— Work to be completed —
Starting with the line that has "forest in the photo above." in it, repeat every line through the last one, word for word, and give nothing more.

=== Material to process ===

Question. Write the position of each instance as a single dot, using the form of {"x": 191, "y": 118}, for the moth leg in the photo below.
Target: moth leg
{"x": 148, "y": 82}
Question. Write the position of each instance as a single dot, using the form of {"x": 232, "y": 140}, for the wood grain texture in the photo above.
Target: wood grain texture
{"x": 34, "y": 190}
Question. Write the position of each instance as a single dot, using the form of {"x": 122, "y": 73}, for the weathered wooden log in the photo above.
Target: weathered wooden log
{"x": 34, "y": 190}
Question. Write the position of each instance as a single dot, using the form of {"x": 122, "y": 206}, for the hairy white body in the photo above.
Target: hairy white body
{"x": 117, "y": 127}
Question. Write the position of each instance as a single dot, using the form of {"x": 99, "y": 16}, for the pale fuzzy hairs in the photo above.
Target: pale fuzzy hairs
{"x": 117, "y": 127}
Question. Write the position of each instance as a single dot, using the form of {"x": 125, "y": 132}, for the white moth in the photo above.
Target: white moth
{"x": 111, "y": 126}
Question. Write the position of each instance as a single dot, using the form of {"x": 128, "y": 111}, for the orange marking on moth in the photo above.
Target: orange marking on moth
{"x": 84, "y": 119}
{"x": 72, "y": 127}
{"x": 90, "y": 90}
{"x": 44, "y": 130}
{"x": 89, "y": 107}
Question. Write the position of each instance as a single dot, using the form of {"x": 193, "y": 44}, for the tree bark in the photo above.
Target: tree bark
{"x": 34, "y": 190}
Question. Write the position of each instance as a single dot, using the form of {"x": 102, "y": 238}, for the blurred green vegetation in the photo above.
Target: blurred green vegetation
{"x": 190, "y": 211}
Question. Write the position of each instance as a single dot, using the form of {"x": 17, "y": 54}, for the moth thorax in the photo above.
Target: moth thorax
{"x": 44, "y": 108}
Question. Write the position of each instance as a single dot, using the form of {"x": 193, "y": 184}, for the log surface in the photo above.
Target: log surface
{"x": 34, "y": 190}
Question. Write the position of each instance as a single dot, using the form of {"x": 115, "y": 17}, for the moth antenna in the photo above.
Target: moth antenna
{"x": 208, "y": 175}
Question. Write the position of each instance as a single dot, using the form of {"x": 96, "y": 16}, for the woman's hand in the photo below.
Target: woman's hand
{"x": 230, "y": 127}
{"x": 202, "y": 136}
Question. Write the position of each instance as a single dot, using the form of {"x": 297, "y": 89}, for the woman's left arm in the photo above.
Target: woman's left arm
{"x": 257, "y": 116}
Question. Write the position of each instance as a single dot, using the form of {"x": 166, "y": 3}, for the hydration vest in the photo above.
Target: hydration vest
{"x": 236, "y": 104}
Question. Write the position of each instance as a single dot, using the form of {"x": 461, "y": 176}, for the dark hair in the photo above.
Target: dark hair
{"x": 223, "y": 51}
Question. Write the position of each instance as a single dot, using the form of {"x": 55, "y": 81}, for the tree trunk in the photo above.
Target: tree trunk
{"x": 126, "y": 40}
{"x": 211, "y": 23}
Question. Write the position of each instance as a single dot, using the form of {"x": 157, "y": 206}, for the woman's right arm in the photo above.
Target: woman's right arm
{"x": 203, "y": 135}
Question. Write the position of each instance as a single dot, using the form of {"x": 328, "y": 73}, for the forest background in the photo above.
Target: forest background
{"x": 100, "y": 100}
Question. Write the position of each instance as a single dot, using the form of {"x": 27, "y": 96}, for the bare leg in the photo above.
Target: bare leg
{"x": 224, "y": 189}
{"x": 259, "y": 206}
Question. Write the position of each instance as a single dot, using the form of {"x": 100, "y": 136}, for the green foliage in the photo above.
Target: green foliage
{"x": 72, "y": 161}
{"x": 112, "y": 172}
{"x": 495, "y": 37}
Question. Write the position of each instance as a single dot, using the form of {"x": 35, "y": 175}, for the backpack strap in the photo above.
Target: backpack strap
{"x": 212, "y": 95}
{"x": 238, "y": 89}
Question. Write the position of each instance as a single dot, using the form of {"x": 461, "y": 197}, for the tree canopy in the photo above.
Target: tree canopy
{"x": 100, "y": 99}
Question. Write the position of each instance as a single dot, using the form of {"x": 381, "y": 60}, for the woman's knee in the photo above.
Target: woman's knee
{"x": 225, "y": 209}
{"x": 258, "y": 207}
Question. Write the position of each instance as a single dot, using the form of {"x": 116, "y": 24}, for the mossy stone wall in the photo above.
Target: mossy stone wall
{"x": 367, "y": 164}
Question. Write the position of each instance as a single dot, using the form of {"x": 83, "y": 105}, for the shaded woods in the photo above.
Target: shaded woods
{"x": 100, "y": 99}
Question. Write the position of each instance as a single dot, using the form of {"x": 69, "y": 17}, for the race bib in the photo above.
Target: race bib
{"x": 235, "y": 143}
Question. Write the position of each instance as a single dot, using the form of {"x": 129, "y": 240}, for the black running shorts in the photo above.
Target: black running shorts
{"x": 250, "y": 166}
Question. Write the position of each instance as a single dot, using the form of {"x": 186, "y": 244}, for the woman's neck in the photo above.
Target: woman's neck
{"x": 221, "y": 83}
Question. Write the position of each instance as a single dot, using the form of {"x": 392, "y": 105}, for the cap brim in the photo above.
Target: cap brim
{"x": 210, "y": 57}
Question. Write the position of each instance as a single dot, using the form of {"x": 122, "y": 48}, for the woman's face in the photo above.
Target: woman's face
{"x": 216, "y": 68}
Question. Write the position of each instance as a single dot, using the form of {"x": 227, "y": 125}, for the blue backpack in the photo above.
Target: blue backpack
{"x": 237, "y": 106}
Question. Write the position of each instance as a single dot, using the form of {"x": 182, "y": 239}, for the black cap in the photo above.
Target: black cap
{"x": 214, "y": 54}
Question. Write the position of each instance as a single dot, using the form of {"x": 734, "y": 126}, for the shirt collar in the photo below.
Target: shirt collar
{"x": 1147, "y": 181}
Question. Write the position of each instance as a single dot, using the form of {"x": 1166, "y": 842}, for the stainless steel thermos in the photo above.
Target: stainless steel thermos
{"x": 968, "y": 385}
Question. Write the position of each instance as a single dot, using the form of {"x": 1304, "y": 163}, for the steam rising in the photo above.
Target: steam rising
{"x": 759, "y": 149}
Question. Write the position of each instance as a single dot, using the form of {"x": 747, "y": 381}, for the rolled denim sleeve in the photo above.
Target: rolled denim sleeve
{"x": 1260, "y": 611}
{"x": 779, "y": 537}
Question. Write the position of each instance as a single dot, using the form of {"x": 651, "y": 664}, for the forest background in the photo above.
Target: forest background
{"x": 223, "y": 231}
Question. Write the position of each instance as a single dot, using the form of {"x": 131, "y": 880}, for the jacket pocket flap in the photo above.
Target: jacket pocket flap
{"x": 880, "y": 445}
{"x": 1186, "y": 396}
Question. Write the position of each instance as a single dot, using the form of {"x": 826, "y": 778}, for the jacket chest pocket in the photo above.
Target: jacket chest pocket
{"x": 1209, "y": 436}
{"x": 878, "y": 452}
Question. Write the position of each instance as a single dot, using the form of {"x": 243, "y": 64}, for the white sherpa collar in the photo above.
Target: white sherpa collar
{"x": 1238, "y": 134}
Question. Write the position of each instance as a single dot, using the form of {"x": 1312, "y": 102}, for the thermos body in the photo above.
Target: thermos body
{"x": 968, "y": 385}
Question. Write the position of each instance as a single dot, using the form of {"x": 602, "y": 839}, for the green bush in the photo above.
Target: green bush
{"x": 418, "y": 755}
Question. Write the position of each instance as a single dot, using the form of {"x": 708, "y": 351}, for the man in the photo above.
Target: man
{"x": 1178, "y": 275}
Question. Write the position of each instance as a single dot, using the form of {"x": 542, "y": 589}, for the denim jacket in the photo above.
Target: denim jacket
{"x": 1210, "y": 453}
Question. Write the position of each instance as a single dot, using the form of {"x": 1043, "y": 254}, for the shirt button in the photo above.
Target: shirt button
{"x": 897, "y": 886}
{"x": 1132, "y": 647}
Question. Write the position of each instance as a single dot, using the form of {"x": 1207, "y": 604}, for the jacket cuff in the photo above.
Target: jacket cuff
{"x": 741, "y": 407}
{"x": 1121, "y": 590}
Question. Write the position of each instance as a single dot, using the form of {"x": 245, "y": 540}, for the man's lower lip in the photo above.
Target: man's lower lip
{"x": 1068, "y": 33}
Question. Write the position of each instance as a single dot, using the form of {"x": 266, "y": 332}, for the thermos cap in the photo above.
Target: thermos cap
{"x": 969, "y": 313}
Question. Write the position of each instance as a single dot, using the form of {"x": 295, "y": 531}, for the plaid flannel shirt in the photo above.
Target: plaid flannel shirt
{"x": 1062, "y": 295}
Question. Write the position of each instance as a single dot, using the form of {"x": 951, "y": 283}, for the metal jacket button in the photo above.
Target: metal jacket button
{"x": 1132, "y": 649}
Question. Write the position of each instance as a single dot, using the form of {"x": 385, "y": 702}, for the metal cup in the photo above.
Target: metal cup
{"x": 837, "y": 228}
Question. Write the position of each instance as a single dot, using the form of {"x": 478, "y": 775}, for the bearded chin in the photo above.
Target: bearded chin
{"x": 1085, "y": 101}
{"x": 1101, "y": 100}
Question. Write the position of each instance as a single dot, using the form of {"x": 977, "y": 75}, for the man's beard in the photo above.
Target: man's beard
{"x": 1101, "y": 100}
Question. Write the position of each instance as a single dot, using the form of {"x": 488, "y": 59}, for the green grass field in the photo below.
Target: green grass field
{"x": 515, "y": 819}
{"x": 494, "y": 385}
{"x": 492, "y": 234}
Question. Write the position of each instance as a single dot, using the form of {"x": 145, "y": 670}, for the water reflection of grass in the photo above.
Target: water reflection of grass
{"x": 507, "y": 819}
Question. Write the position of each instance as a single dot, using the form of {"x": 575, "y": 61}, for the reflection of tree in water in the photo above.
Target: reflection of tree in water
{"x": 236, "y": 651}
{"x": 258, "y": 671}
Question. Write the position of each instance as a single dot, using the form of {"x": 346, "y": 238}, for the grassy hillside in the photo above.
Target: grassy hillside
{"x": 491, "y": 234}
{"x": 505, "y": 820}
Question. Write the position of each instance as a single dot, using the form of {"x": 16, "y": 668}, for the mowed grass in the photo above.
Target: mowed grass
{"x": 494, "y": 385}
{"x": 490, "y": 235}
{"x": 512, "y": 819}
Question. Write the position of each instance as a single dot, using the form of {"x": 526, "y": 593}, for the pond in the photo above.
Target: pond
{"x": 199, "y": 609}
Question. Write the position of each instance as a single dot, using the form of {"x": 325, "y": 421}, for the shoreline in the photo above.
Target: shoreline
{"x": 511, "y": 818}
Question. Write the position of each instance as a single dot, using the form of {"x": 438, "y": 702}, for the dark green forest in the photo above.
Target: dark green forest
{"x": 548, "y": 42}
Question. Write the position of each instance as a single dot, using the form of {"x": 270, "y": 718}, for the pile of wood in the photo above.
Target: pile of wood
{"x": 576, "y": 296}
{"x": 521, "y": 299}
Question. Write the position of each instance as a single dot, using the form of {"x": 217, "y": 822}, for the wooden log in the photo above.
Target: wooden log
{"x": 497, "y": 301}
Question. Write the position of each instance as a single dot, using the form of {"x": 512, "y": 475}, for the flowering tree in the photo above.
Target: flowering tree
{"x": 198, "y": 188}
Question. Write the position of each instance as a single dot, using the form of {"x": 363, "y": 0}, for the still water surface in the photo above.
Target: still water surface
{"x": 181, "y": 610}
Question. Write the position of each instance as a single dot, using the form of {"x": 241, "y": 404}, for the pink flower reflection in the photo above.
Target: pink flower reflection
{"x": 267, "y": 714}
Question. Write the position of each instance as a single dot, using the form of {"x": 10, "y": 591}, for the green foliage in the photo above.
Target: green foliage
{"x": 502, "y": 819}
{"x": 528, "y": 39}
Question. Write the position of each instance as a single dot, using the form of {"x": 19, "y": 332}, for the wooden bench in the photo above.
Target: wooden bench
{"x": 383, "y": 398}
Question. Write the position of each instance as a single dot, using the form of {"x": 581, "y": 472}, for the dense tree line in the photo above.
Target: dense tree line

===

— Response to this task —
Question. Write the position of each instance as a single dot, using the form of {"x": 438, "y": 702}, for the dark green forest in the photo above.
Target: dark green forest
{"x": 548, "y": 42}
Question. Write the position of each instance as a single dot, using the form of {"x": 270, "y": 718}, for the pile of wood in the photo above.
Target: pile of wood
{"x": 576, "y": 296}
{"x": 521, "y": 299}
Question. Write the position of each instance as a single dot, using the form of {"x": 217, "y": 822}, for the wooden log in the photo above.
Target: wooden log
{"x": 497, "y": 301}
Question. Write the position of each instance as a single dot, using the form of {"x": 512, "y": 475}, for the flowering tree in the photo above.
Target: flowering tree
{"x": 198, "y": 188}
Question. Write the position of each instance as a single dot, using the form of {"x": 363, "y": 0}, for the still water surface in the photo above.
Target: still water surface
{"x": 181, "y": 610}
Question. Write the position of each instance as a single dot, using the form of {"x": 241, "y": 404}, for the pink flower reflection in the photo above.
Target: pink flower reflection
{"x": 267, "y": 714}
Question. Write the position of each instance as a single dot, using the form of {"x": 10, "y": 591}, for the green foliage in the photo above.
Target: green foliage
{"x": 502, "y": 819}
{"x": 528, "y": 39}
Question. Write the position of each instance as a single dot, using the form of {"x": 19, "y": 332}, for the wooden bench in the photo above.
Target: wooden bench
{"x": 383, "y": 398}
Question. Write the position of each instance as a single dot, using the form of {"x": 581, "y": 472}, for the dense tree line in the photo above.
Target: dense tree line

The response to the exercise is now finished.